Your instructions –
Emit a verbatim copy of the lines running from the line with "the sunglasses, pixel" through the end of the material below.

[Location labeling records]
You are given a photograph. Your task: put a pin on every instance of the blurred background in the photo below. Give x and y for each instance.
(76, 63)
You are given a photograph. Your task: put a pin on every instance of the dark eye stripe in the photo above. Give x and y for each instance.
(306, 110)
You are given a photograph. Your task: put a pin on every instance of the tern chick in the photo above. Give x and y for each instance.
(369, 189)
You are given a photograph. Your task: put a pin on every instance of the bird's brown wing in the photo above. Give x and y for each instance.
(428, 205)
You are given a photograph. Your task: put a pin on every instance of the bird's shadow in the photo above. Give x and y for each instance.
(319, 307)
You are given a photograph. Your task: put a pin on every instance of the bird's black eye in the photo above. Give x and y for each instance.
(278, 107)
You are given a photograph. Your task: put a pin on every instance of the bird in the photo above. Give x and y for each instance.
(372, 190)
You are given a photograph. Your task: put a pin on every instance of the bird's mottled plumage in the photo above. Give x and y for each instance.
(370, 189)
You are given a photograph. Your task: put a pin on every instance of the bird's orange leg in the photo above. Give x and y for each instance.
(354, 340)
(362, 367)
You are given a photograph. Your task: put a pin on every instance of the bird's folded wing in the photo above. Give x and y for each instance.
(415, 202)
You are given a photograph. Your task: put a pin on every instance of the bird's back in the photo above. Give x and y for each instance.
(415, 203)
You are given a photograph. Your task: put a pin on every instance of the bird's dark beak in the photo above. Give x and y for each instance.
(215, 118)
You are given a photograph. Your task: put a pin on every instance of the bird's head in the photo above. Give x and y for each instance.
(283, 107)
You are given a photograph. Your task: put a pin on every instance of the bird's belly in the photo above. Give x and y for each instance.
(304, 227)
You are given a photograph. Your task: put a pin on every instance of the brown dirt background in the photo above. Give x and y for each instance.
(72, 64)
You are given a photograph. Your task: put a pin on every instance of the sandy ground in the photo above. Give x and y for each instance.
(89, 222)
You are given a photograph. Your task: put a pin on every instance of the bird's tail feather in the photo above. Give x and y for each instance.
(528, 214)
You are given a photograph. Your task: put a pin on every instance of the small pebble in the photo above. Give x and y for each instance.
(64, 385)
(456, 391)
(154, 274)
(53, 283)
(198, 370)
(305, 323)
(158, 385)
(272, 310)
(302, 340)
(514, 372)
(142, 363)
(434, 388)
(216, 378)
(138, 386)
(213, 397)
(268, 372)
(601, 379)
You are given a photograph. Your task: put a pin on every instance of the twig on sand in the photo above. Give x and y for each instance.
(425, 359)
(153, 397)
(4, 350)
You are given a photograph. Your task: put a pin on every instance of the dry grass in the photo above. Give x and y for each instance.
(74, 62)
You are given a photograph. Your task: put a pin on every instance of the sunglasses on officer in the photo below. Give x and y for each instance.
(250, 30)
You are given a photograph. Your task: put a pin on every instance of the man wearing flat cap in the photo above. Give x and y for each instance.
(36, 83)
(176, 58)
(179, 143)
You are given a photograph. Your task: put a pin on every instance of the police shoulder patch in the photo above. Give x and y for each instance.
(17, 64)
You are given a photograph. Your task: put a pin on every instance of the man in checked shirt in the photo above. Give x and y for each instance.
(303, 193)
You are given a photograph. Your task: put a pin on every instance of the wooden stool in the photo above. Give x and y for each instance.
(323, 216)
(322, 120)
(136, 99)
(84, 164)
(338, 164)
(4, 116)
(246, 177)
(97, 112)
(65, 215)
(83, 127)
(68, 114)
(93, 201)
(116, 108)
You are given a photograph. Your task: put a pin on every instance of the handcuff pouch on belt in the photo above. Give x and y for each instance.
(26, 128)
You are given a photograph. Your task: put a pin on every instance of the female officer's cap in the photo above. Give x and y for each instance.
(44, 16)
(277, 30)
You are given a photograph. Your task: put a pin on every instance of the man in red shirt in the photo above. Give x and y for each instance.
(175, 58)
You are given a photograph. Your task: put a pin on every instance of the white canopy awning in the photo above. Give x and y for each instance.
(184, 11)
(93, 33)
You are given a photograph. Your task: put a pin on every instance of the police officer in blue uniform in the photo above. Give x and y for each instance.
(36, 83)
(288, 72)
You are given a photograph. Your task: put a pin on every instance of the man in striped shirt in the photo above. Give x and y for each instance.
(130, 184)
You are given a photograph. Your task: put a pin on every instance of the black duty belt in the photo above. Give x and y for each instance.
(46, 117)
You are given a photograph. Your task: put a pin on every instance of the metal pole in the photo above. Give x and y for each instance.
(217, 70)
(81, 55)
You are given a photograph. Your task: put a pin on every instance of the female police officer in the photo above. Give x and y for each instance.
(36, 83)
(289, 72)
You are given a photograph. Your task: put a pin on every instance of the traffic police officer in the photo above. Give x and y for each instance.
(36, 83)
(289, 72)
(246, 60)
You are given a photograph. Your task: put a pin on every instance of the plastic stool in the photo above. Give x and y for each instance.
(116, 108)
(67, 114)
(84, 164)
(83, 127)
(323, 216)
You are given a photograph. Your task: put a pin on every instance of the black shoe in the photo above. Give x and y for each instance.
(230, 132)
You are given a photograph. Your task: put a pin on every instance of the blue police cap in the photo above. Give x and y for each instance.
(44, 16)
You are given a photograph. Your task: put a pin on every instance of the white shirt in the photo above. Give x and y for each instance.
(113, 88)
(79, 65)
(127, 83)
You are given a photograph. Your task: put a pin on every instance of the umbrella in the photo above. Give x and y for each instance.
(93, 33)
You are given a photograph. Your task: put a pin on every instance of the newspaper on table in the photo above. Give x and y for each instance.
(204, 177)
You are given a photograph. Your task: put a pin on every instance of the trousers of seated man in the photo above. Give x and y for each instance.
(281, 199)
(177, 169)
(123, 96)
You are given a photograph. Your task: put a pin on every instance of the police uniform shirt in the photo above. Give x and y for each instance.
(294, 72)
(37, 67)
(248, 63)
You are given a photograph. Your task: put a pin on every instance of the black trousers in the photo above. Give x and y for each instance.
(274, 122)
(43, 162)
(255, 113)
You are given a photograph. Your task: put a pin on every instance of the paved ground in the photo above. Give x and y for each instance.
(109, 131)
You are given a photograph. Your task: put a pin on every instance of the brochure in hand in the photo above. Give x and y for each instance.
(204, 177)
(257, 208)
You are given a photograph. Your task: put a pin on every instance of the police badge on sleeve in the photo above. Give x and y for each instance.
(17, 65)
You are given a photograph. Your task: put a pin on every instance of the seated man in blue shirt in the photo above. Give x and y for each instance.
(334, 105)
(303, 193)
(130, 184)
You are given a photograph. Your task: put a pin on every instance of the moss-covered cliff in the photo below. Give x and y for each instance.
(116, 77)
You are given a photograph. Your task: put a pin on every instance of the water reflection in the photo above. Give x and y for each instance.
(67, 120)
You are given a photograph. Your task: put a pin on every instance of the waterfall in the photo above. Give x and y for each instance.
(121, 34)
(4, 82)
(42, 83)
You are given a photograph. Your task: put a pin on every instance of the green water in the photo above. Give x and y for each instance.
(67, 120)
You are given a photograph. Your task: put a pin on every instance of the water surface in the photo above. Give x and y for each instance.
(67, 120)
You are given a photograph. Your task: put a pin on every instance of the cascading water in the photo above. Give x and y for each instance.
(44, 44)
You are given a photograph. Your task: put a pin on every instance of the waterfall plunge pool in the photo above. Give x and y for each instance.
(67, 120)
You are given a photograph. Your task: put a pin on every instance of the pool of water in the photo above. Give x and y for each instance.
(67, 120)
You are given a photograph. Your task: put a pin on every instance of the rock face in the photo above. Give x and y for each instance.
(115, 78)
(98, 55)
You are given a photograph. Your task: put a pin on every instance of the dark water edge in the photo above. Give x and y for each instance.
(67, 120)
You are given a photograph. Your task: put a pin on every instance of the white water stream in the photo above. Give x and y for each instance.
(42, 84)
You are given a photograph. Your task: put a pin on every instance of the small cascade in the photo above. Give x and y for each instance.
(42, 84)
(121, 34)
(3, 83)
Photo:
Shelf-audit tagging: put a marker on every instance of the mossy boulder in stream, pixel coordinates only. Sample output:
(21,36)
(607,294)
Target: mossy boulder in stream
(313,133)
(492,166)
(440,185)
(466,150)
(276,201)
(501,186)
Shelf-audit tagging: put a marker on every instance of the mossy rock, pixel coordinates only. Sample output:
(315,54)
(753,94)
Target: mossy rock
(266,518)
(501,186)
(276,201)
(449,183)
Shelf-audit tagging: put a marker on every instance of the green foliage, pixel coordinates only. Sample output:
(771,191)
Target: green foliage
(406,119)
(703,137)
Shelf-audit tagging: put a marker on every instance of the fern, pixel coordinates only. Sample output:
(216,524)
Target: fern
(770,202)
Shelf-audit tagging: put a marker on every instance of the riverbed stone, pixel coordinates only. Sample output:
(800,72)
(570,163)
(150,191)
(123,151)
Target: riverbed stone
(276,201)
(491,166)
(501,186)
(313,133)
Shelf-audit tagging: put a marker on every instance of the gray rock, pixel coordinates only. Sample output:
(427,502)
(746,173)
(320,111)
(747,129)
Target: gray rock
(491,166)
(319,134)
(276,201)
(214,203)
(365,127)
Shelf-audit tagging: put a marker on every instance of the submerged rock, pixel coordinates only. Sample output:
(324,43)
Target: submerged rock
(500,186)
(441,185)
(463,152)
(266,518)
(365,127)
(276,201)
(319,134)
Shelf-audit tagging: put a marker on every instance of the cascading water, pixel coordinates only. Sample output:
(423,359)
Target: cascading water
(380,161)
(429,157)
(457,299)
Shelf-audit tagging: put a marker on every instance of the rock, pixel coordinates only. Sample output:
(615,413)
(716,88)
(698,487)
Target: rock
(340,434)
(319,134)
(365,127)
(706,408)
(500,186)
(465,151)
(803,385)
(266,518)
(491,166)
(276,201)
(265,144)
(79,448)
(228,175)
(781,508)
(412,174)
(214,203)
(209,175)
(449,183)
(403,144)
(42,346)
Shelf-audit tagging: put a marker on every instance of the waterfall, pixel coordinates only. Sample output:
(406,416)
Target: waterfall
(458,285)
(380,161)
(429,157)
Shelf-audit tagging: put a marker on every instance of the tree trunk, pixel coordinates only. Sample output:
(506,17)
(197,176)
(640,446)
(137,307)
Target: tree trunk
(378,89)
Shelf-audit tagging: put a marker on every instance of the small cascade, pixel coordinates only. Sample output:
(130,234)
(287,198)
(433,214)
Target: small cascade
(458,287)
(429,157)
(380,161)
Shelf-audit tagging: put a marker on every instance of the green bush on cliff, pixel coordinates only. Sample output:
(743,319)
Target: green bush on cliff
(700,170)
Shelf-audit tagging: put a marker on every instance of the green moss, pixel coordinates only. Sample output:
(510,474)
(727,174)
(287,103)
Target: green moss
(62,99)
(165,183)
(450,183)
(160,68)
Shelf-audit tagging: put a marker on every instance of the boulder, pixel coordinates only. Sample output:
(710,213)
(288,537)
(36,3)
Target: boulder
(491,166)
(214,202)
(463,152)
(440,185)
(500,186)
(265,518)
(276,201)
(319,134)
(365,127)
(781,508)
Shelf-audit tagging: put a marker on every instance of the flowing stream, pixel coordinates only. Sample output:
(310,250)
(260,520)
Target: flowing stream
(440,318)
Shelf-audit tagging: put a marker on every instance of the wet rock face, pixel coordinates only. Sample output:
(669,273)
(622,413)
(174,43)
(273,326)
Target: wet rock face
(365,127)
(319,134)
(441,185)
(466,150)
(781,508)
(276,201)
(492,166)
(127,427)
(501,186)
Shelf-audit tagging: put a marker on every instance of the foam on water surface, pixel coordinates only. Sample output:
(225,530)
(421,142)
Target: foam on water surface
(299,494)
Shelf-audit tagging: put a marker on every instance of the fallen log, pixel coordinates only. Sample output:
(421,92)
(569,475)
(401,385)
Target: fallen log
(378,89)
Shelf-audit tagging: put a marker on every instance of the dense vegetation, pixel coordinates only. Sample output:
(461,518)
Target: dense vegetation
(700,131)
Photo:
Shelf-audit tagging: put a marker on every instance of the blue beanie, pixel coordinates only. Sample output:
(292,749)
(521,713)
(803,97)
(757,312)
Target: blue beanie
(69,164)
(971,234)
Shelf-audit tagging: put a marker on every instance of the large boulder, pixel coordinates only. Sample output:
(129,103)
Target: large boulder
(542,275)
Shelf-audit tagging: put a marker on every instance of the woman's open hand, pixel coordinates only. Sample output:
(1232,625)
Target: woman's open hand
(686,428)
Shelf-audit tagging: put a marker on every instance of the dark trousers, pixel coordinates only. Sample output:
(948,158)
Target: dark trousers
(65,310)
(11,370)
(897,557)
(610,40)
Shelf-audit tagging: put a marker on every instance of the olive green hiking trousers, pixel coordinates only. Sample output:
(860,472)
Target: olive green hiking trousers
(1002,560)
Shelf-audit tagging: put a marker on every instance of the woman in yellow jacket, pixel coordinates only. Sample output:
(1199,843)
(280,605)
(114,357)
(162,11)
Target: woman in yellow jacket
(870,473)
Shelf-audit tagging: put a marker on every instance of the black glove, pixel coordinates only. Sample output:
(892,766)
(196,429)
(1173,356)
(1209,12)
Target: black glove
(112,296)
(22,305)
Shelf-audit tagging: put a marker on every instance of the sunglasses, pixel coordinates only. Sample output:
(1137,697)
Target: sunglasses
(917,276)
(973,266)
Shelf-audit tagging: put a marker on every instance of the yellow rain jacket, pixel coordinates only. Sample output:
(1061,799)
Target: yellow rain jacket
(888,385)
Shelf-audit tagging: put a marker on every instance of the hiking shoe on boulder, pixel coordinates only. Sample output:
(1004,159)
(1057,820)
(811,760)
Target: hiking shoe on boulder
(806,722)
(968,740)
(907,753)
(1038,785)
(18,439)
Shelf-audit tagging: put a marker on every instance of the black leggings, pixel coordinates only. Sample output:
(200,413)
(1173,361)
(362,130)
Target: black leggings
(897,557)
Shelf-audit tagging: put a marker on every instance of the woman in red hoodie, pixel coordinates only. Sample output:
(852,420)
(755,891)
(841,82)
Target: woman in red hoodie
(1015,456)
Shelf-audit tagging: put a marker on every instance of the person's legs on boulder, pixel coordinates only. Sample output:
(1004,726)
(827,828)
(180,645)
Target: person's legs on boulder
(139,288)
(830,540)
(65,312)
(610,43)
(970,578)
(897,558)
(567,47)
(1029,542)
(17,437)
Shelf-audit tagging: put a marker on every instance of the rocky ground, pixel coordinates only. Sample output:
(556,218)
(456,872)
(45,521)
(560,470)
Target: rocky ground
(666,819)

Reply to the task –
Shelf-audit tagging: put a marker on every instance of the sunglasses, pixel coordinates only. Sample output:
(1137,697)
Target: sunglasses
(917,276)
(973,266)
Shelf-audit tagging: put a marker on every instance of the yellow rain jacket, pixel coordinates only. Sample output:
(1061,799)
Target: yellow rain jacket
(888,385)
Shelf-audit tagging: put a marker on every instance of the hiking shoe on boulder, pixel coordinates only. Sample output:
(1004,159)
(1057,820)
(811,760)
Target: hiking shoe on boulder
(806,722)
(968,740)
(907,753)
(1038,785)
(18,439)
Shelf-audit tagging: put a marker on every instance of the black leggings, pixel coordinates only. Sample output:
(200,413)
(1173,361)
(362,130)
Target: black leggings
(897,557)
Shelf-audit tagging: put a marker on every instance of the woman in red hoodie, pixel coordinates only. Sample output:
(852,420)
(755,891)
(841,82)
Target: woman in red hoodie
(1015,456)
Shelf-audit tagging: put a marker on every instance of the person's legs on boulder, pixel coordinates only. Sample output:
(1004,726)
(827,828)
(180,645)
Target: person's legs on boulder
(139,288)
(830,540)
(65,312)
(610,43)
(970,578)
(897,558)
(567,47)
(1029,542)
(17,437)
Shelf-audit tagging: put a marker on every instance of the rocky ground, pixel coordinates only. Sample output:
(556,218)
(456,872)
(45,521)
(560,470)
Target: rocky ground
(666,819)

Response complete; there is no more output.